- _Set exercise_
Extract every line of the items below that contains the word "weathered", matching case exactly.

Pointing dataset excerpts
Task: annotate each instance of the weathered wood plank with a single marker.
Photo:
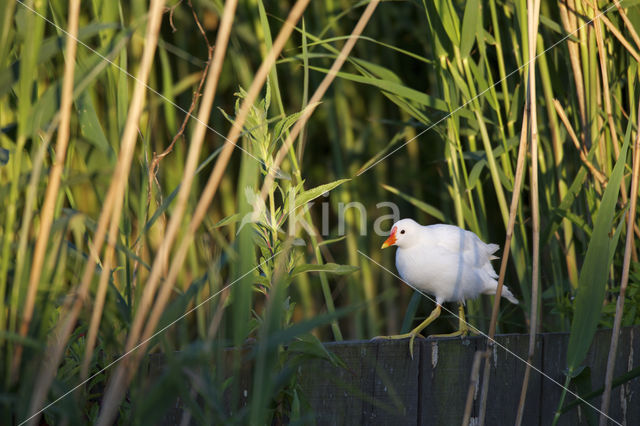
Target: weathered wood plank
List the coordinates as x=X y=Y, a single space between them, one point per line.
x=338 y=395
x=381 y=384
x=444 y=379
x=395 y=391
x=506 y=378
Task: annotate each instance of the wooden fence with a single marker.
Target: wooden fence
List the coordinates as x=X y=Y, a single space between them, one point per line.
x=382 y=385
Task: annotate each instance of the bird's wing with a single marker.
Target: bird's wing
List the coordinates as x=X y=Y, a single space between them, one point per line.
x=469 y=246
--
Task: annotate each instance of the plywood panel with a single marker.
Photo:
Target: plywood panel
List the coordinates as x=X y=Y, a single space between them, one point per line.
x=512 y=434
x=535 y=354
...
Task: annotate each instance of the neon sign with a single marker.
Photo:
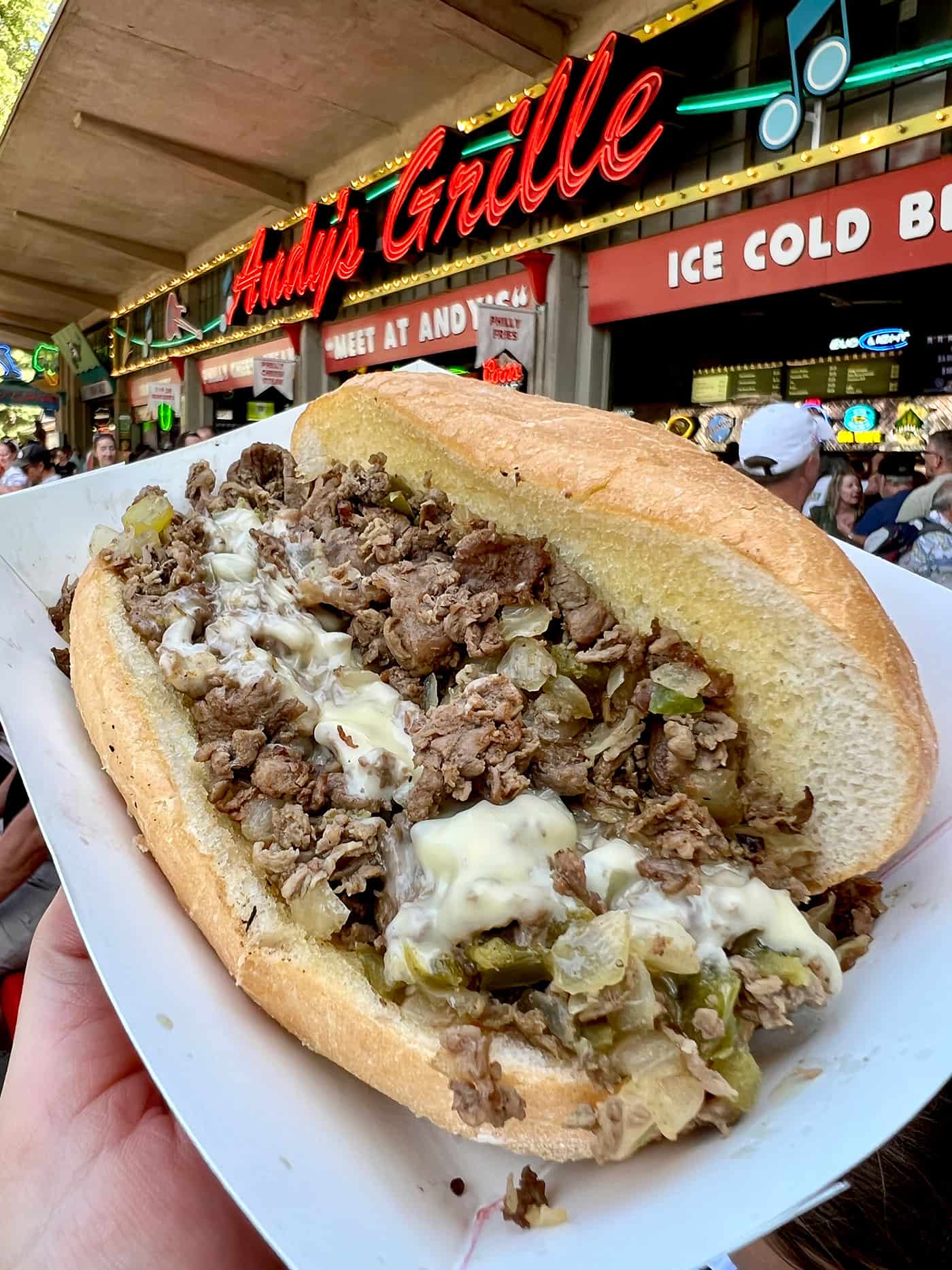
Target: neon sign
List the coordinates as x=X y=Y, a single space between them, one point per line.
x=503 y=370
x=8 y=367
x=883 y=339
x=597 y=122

- _Solution_
Task: annotate each instance of the weathered wood plank with a single marker.
Target: weathered wood plank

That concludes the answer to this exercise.